### SELECTION
## START
In this episode of Adrian Moore's 'A History of Infinity' (BBC R4, 2016), the subject is the nature and development of the calculus. It begins with the observation that to divide zero by zero, or zero into anything at all, makes no sense. If you know anything about the calculus, it is clear what is being talked about in this episode, but the way it is discussed is lacking in the kind of precise description you might expect.
A train is used as an illustration. Travelling a distance of sixty miles over an hour means that the train had an average speed of sixty miles an hour. However, the train might have been travelling at a much higher speed for half of the journey, and have been delayed by signal failure during the second half of the journey. So if you measure the distance travelled and the speed at a particular point in the journey, the result may be misleading. If the time period measured is very short, say close to zero, and the distance travelled is close to zero, then you will know nothing useful about how fast the train is going, and how long it will take to complete its journey.
## END
### WHAT YOU HAVE TO DO
Print the stretch of the piece on the calculus from "In this episode of" through "you might expect." word for word. The rows that follow were gathered from a separate source.

### ENTRIES SHOWN
## START
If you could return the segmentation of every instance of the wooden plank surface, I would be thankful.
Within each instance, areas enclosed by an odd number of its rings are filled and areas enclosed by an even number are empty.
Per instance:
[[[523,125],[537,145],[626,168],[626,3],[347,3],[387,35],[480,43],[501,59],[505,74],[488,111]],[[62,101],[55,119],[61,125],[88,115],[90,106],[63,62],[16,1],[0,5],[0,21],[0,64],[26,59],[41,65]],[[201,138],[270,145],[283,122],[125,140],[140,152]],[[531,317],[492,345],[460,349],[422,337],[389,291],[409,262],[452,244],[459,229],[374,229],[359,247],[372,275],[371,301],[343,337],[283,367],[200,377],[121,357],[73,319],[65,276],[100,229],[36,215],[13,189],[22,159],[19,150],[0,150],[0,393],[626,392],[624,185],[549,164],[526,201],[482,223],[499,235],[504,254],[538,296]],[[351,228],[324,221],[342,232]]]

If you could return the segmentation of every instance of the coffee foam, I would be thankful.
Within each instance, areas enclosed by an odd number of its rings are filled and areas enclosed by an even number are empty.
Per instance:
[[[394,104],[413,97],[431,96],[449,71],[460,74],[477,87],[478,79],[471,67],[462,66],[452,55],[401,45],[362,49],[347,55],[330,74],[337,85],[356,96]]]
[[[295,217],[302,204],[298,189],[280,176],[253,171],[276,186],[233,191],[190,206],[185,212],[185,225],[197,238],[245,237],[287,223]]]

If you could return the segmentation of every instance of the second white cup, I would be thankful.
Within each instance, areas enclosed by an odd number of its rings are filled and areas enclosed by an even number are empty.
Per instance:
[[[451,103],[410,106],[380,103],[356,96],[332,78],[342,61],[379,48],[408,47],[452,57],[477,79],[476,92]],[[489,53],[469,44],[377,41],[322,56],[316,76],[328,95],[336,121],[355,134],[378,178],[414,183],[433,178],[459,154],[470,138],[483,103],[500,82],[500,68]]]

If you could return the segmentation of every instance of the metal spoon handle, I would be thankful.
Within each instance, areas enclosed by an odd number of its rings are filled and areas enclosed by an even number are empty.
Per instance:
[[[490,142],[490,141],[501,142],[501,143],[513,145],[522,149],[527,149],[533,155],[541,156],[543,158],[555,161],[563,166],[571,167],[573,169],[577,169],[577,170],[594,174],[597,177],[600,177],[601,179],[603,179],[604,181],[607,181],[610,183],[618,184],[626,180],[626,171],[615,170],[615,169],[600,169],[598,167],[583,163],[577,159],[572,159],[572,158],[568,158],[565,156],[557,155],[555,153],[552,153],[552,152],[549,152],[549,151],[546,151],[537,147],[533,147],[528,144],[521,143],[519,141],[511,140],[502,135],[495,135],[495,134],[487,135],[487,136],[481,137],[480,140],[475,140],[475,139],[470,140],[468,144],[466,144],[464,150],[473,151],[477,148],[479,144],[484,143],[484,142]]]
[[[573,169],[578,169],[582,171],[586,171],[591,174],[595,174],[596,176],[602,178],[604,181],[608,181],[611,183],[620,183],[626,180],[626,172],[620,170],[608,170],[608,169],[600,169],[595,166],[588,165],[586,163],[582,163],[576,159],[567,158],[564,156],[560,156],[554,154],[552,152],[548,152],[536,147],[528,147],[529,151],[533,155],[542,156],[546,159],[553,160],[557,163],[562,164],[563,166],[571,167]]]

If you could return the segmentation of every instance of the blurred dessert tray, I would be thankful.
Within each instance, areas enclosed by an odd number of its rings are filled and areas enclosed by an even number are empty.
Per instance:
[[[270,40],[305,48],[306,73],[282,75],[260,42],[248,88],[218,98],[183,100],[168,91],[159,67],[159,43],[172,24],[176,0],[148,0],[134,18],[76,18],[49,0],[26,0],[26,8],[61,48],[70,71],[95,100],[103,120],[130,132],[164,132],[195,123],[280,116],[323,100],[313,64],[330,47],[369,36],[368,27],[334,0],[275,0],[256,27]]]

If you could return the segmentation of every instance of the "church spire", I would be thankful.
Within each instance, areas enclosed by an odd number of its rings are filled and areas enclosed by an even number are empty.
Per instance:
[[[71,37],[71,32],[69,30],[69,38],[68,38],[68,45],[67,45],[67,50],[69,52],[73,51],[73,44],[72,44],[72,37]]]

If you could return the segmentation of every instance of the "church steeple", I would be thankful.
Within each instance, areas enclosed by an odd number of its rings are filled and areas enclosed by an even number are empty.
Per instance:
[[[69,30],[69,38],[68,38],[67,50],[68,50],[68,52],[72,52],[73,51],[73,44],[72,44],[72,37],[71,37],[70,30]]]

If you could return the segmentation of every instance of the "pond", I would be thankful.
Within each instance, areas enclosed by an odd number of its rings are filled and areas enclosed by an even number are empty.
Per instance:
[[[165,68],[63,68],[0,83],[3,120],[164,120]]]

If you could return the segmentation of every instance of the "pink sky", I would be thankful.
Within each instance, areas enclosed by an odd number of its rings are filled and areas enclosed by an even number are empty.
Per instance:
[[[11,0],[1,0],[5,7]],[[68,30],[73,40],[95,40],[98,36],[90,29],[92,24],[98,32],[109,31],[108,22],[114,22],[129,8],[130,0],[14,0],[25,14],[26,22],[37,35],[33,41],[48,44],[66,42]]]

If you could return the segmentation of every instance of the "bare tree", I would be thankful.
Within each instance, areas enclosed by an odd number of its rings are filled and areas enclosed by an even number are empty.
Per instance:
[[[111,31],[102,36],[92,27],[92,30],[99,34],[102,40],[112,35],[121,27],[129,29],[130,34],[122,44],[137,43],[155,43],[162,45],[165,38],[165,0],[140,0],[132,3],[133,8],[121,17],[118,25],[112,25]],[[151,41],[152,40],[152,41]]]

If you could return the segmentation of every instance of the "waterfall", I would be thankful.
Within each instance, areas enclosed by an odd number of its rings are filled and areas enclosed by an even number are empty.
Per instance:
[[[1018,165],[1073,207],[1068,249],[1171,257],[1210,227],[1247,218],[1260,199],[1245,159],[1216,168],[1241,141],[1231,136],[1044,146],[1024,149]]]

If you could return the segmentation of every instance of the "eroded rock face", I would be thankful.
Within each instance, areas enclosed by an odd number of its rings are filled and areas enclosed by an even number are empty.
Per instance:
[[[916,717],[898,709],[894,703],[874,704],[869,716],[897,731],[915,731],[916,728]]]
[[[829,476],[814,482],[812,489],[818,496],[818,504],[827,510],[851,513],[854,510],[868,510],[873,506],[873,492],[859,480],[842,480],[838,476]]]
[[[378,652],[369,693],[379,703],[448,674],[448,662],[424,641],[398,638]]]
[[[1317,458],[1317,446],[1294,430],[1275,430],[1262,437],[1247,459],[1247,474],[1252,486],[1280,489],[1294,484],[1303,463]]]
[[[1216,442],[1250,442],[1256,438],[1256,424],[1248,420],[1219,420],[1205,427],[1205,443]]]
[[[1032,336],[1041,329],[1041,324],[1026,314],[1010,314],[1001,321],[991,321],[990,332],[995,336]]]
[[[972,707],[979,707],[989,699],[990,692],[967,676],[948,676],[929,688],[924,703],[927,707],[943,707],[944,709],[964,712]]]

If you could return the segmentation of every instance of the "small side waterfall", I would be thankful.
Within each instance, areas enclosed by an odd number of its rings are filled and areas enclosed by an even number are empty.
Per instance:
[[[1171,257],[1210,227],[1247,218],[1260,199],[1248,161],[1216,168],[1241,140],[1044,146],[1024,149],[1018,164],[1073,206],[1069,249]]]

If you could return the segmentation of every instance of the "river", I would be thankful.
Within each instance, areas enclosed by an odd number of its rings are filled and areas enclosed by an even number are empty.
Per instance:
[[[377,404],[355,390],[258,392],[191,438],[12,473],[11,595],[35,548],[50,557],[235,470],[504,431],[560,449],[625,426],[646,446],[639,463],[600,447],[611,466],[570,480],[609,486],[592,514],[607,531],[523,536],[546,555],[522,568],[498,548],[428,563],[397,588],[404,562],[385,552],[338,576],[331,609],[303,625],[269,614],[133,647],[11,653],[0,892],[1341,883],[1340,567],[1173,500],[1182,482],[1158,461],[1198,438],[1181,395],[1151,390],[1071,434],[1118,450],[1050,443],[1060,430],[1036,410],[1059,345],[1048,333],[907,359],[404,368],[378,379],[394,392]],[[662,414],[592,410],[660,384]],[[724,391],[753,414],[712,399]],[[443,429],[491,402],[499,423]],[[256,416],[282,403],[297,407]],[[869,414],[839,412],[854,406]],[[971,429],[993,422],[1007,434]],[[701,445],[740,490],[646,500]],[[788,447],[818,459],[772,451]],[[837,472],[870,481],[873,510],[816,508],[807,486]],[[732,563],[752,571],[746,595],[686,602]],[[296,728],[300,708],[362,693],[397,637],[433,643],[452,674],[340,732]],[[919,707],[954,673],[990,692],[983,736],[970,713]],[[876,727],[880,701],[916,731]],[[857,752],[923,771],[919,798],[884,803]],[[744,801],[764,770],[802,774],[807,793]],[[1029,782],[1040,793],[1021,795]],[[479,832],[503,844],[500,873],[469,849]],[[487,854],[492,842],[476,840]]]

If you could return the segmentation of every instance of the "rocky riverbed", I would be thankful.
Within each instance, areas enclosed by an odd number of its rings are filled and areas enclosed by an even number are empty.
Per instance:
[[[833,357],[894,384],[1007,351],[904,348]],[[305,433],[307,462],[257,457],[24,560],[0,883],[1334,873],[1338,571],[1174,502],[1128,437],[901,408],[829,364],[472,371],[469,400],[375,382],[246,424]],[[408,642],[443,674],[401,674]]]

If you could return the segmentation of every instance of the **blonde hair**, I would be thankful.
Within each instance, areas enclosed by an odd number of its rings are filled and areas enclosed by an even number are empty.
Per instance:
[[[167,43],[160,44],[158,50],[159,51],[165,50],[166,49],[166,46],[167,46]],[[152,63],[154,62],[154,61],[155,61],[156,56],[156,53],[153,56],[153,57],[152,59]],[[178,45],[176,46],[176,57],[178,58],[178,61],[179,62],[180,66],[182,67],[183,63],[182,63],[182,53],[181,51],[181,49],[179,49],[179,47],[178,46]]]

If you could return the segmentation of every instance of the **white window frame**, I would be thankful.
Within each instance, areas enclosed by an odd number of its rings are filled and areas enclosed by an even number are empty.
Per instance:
## END
### RESULT FOR THIS TASK
In this episode of Adrian Moore's 'A History of Infinity' (BBC R4, 2016), the subject is the nature and development of the calculus. It begins with the observation that to divide zero by zero, or zero into anything at all, makes no sense. If you know anything about the calculus, it is clear what is being talked about in this episode, but the way it is discussed is lacking in the kind of precise description you might expect.